ACTIVITY: Print each line exactly, beginning with the one where "Would you point out the man's brown" appears and ending at the last line below.

INFORMATION GIVEN:
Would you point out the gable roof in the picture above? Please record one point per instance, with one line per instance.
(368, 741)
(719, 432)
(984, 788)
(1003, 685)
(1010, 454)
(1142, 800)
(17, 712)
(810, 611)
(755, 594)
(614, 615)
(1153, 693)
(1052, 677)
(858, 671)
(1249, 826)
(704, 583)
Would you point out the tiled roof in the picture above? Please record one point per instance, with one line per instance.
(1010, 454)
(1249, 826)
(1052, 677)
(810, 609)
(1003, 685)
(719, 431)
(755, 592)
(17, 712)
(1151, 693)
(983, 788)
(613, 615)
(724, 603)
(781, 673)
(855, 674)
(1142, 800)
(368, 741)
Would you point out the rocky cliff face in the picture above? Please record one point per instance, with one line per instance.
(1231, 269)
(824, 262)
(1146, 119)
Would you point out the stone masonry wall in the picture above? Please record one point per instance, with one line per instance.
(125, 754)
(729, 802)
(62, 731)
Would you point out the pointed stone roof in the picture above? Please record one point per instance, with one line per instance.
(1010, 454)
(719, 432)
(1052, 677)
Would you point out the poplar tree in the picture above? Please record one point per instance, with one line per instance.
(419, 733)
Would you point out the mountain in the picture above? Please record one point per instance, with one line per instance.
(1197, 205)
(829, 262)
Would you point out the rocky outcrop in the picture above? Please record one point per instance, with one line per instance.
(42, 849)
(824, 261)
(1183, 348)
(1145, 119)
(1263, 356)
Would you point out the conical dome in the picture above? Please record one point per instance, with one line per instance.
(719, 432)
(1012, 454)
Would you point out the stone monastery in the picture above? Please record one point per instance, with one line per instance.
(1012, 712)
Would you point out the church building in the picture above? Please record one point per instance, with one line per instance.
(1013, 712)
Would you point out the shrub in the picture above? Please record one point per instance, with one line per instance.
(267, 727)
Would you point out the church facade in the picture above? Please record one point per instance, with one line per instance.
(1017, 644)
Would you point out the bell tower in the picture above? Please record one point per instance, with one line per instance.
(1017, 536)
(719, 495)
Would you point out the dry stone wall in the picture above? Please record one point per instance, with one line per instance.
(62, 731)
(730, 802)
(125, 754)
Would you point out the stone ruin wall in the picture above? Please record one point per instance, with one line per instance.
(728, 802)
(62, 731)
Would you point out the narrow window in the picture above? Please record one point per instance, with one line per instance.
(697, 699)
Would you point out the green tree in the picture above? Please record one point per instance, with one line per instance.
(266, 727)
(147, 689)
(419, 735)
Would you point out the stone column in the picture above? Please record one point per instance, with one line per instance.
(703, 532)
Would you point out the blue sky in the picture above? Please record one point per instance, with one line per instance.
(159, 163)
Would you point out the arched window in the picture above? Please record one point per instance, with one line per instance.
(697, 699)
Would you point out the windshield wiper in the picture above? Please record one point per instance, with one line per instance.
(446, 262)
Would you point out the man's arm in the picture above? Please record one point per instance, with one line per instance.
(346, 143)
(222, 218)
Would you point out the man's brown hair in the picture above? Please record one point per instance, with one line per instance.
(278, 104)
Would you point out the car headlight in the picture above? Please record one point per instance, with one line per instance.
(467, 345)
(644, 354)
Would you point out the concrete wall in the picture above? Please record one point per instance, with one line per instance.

OUTPUT:
Would you point out the man's brown hair in the picture above? Please record one point per instance, with one line per instance.
(278, 104)
Would you point out the car headlight in the picture above? Please record one point per instance, with one line per instance.
(467, 345)
(644, 354)
Would you point out the concrete wall in the picture above? Please record one point per instance, with one line per instance.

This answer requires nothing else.